:: REQUIREMENT ::
Can you render all of the data below as a Markdown table with the columns "Row" and "Content", giving each nonblank line its own numbered row and leaving out blank lines?

--- Begin SOURCE RECORDS ---

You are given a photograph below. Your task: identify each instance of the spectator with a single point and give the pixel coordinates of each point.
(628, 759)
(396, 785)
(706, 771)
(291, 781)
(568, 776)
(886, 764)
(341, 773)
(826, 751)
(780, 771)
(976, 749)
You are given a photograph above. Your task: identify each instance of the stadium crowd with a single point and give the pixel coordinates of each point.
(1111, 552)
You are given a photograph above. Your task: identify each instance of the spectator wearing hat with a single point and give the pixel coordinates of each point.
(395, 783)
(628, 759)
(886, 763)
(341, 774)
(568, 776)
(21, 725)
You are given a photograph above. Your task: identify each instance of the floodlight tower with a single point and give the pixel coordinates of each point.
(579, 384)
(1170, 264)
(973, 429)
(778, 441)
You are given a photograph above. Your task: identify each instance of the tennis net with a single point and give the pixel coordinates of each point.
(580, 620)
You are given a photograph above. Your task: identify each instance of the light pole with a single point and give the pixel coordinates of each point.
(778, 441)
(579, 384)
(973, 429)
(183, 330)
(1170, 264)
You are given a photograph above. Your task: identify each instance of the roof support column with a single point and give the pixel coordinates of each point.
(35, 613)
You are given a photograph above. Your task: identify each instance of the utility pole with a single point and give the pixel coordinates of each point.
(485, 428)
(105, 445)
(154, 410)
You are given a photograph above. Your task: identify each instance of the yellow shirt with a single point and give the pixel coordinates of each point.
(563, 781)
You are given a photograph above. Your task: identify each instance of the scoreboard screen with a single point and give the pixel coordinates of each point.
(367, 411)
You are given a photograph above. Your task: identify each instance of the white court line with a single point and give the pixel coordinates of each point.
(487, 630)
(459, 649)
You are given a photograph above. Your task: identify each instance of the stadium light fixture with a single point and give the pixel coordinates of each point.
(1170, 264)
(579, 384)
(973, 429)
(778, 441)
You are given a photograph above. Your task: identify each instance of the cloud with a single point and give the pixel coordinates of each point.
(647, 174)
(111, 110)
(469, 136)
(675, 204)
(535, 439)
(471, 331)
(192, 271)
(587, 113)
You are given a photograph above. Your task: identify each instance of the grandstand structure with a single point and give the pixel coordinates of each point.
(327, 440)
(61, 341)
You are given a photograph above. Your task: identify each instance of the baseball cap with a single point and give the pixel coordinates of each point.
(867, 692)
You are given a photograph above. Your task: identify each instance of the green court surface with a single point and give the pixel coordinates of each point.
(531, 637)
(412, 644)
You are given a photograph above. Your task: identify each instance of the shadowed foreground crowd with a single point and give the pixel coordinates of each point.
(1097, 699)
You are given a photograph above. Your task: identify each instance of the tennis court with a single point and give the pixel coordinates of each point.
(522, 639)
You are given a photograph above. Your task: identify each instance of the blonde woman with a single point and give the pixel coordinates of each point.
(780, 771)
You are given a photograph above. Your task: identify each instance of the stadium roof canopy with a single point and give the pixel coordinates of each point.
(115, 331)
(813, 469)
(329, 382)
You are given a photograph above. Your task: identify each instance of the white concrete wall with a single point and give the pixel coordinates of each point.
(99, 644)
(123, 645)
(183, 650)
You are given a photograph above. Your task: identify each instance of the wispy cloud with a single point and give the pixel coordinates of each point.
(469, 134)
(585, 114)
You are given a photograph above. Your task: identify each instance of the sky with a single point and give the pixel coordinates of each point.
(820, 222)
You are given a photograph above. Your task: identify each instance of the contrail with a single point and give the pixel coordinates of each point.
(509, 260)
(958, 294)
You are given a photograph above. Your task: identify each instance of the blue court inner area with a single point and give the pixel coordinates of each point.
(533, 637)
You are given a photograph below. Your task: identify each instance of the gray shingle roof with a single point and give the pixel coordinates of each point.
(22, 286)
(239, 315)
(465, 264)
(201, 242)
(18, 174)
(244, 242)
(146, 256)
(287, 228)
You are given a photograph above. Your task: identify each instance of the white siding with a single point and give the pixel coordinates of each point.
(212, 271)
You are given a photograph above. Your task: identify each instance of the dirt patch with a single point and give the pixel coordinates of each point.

--- End SOURCE RECORDS ---

:: EXERCISE SOLUTION ::
| Row | Content |
|---|---|
| 1 | You are given a photograph below. Your task: identify each instance of the spectator with a single point and give the pixel coordinates of each point. |
| 2 | (628, 759) |
| 3 | (396, 785) |
| 4 | (706, 771) |
| 5 | (291, 781) |
| 6 | (568, 776) |
| 7 | (886, 764) |
| 8 | (341, 773) |
| 9 | (826, 751) |
| 10 | (780, 771) |
| 11 | (976, 749) |
| 12 | You are given a photograph above. Your task: identify each instance of the stadium crowd with a single point and give the pixel coordinates of each point. |
| 13 | (1111, 552) |
| 14 | You are given a photograph above. Your task: identify each instance of the spectator wearing hat with a single point and give the pixel coordinates of each point. |
| 15 | (395, 783) |
| 16 | (628, 759) |
| 17 | (886, 763) |
| 18 | (341, 774) |
| 19 | (568, 776) |
| 20 | (21, 725) |
| 21 | You are given a photograph above. Your task: identify each instance of the floodlight tower with a single point and give the pixel coordinates of each point. |
| 22 | (579, 384) |
| 23 | (1170, 264) |
| 24 | (973, 429) |
| 25 | (778, 441) |
| 26 | You are given a photograph above. Your task: identify each instance of the tennis net with a single point and give the pixel coordinates of each point. |
| 27 | (580, 620) |
| 28 | You are given a photograph above. Your task: identify each instance of the light pole with a single point and give the pixel coordinates of each point. |
| 29 | (778, 441) |
| 30 | (579, 384) |
| 31 | (973, 429) |
| 32 | (183, 330) |
| 33 | (1170, 264) |
| 34 | You are given a photograph above. Your task: identify each instance of the roof support column with a single point and give the pixel coordinates of each point. |
| 35 | (35, 613) |
| 36 | You are given a photograph above. Your task: identify each instance of the utility pole with a single point and give the pixel coordinates of each point. |
| 37 | (485, 428) |
| 38 | (105, 445) |
| 39 | (154, 410) |
| 40 | You are given a photograph above. Your task: identify each instance of the yellow shirt with a single point and give the pixel coordinates of each point. |
| 41 | (563, 781) |
| 42 | You are given a photograph above. Your task: identify each instance of the scoreboard screen with a single point and give the pixel coordinates of each point. |
| 43 | (367, 411) |
| 44 | You are given a photograph above. Your task: identify each instance of the white court line with a single point and give the pixel coordinates of each point. |
| 45 | (487, 630) |
| 46 | (459, 649) |
| 47 | You are given a photograph above. Your task: identify each instance of the stadium light fixture with a single point and give the pixel coordinates of each point. |
| 48 | (1170, 264) |
| 49 | (579, 384) |
| 50 | (973, 429) |
| 51 | (778, 441) |
| 52 | You are given a photograph above. Your task: identify each instance of the cloud with a single point and give the pixel coordinates of each point. |
| 53 | (647, 174) |
| 54 | (111, 110) |
| 55 | (469, 136) |
| 56 | (675, 204) |
| 57 | (535, 439) |
| 58 | (471, 331) |
| 59 | (192, 271) |
| 60 | (587, 113) |
| 61 | You are given a photograph above. Your task: identify each instance of the grandstand structure with a single point and give the pixel coordinates of each point. |
| 62 | (327, 440) |
| 63 | (61, 341) |
| 64 | You are given a photograph above. Your task: identify each instance of the baseball cap with a single point and give the pixel coordinates of each point. |
| 65 | (867, 692) |
| 66 | You are given a photograph above. Your task: identify each instance of the green court surface with a single point and give the pixel coordinates of each point. |
| 67 | (531, 637) |
| 68 | (412, 644) |
| 69 | You are given a photograph above. Your task: identify each instance of the shadowed foreground crowd with a single point and give the pixel coordinates of each point. |
| 70 | (1097, 699) |
| 71 | You are given a photograph above. Your task: identify each instance of the tennis court with a single point and give the pixel coordinates of each point. |
| 72 | (522, 639) |
| 73 | You are given a photograph above. Your task: identify each instance of the blonde woman with a single point and give the pixel coordinates of each point. |
| 74 | (780, 771) |
| 75 | You are given a photograph above. Your task: identify each instance of the stadium roof canopy with a single point and give the pixel coordinates of each point. |
| 76 | (115, 331) |
| 77 | (813, 469) |
| 78 | (329, 382) |
| 79 | You are given a photograph above. Your task: identify each instance of the white concrete wall with a single point and give the pixel coordinates of each point. |
| 80 | (99, 644) |
| 81 | (123, 645) |
| 82 | (183, 650) |
| 83 | You are given a photograph above. Your task: identify each instance of the wispy cloud with a single point and give the pixel coordinates of each point. |
| 84 | (469, 134) |
| 85 | (585, 114) |
| 86 | You are given a photograph above. Your task: identify each instance of the sky with a single point and give the pixel coordinates of each point. |
| 87 | (820, 222) |
| 88 | You are given a photograph above. Your task: identify each instance of the contrail with a single point and give the pixel coordinates of each point. |
| 89 | (509, 260) |
| 90 | (958, 294) |
| 91 | You are given a photograph above. Your task: identify each instance of the blue court inner area with a single point and give the pixel coordinates of each point. |
| 92 | (533, 637) |
| 93 | You are given a photograph below. Your task: identify each instance of the gray shingle roof with a single point and give the pixel coordinates of each point. |
| 94 | (22, 286) |
| 95 | (239, 315) |
| 96 | (465, 264) |
| 97 | (201, 242) |
| 98 | (18, 174) |
| 99 | (244, 242) |
| 100 | (146, 256) |
| 101 | (287, 228) |
| 102 | You are given a photograph above. Your task: identify each instance of the white siding with a single point and give the pixel coordinates of each point. |
| 103 | (212, 271) |
| 104 | You are given a photograph above. Your task: identify each instance of the dirt patch with a single point and give the pixel coordinates of each point. |